Geselecteerde tekst -
Baarmoeder van het Woord (Meditatie)

logoIdW-e1677570004807.jpg (100×115)

“Overeenkomstig Zijn wil heeft Hij ons gebaard door het Woord van de waarheid, opdat wij in zeker opzicht eerstelingen van Zijn schepselen zouden zijn” (Jakobus 1:18)

 

Gerrit Achterberg kende zijn bijbel. Zijn gedicht Baarmoeder gaat als volgt:

 

“De zomerwind verwekt u uit het niet,

  waarbij mijn handen grote stilten zijn.

  Ik voel van deze lust alleen de pijn:

  een snelle zwangerschap die mij doorschiet

  en u voldraagt in minimum van tijd;

  baarmoeder van het woord die opensplijt

  om u te laten vlieden in een lied.”

Aangeleverde gegevens -
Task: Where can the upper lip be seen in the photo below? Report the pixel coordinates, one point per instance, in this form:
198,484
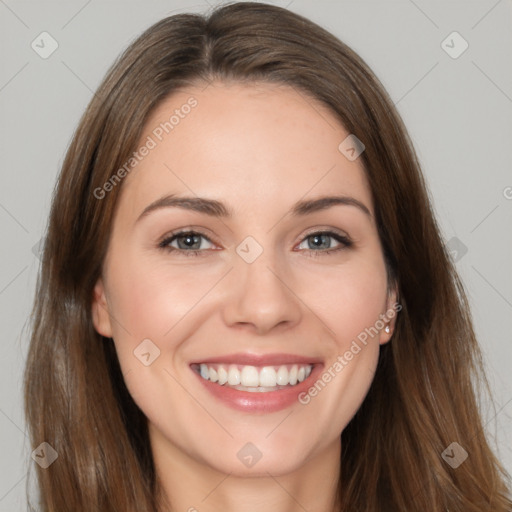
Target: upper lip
252,359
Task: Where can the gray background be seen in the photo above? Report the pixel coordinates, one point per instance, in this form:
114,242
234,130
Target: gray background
458,112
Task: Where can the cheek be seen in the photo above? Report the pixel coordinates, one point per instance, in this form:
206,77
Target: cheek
349,298
150,298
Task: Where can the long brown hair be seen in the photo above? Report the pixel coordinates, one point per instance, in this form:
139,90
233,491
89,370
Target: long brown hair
425,392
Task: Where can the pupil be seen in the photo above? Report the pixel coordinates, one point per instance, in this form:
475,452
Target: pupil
189,241
321,241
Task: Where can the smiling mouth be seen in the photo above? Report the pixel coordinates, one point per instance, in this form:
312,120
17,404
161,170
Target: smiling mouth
254,378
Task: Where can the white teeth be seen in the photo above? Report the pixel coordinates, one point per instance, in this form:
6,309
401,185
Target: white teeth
293,375
268,376
233,375
249,376
282,376
256,378
222,374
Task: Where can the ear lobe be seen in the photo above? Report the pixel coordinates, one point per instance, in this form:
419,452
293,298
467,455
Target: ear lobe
389,317
100,312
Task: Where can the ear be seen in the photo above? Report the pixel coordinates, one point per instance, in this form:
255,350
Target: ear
389,316
100,311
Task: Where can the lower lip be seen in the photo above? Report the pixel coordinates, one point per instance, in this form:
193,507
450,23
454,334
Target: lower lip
267,401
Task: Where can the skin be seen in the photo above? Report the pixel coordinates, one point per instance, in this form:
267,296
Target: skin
258,149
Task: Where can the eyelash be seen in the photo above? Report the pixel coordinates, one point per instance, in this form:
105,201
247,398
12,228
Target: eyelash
343,240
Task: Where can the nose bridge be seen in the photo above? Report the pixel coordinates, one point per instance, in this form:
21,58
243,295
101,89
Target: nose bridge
258,294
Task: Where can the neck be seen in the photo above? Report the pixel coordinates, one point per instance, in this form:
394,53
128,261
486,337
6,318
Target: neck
191,486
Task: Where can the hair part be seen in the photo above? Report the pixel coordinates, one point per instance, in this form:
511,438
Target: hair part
423,396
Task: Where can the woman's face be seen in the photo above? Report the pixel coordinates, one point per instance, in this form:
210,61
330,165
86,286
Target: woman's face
270,279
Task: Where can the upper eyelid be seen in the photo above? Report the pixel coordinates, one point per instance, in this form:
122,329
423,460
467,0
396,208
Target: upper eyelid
332,231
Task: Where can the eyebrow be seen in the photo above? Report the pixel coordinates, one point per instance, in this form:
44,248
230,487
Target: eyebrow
215,208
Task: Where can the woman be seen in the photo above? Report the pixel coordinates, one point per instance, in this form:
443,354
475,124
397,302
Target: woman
245,301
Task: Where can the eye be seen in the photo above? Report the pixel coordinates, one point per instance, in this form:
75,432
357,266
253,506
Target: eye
320,242
189,243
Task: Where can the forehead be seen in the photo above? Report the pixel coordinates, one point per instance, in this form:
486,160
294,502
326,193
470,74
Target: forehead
254,145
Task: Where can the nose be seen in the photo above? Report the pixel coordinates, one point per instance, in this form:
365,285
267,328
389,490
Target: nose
259,298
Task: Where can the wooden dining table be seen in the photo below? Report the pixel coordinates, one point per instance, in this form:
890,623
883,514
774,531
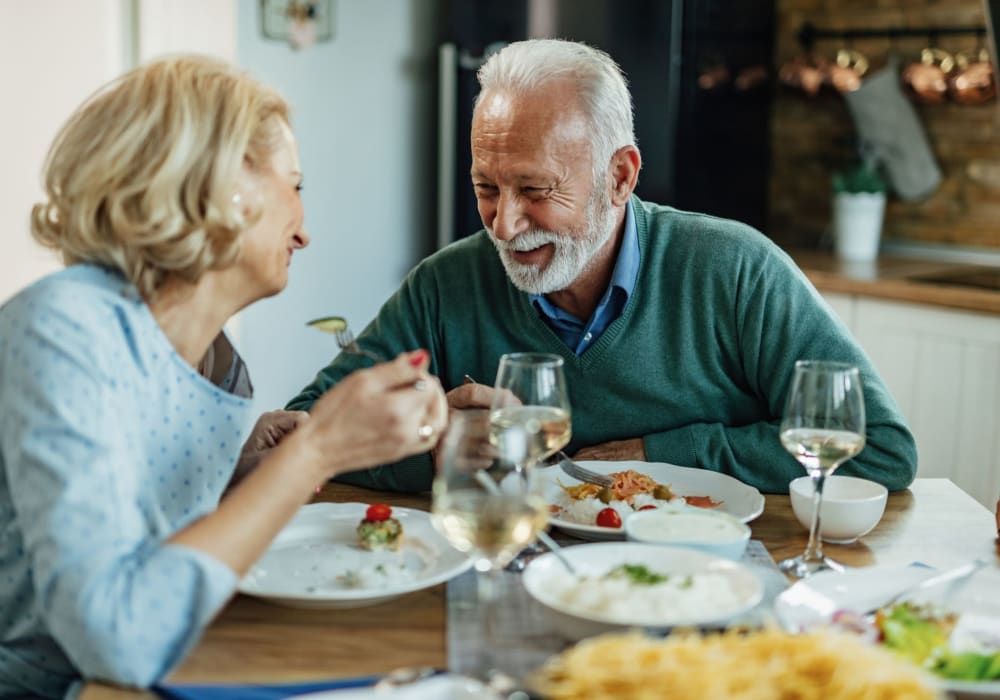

Opdracht - Geef uit de meditatie woordelijk het gedeelte terug tussen "Gerrit Achterberg kende" en "grote stilten zijn.", beide inbegrepen. De gegevens zijn afkomstig uit een andere bron dan de meditatie.

Antwoord -
Gerrit Achterberg kende zijn bijbel. Zijn gedicht Baarmoeder gaat als volgt:

 

“De zomerwind verwekt u uit het niet,

  waarbij mijn handen grote stilten zijn.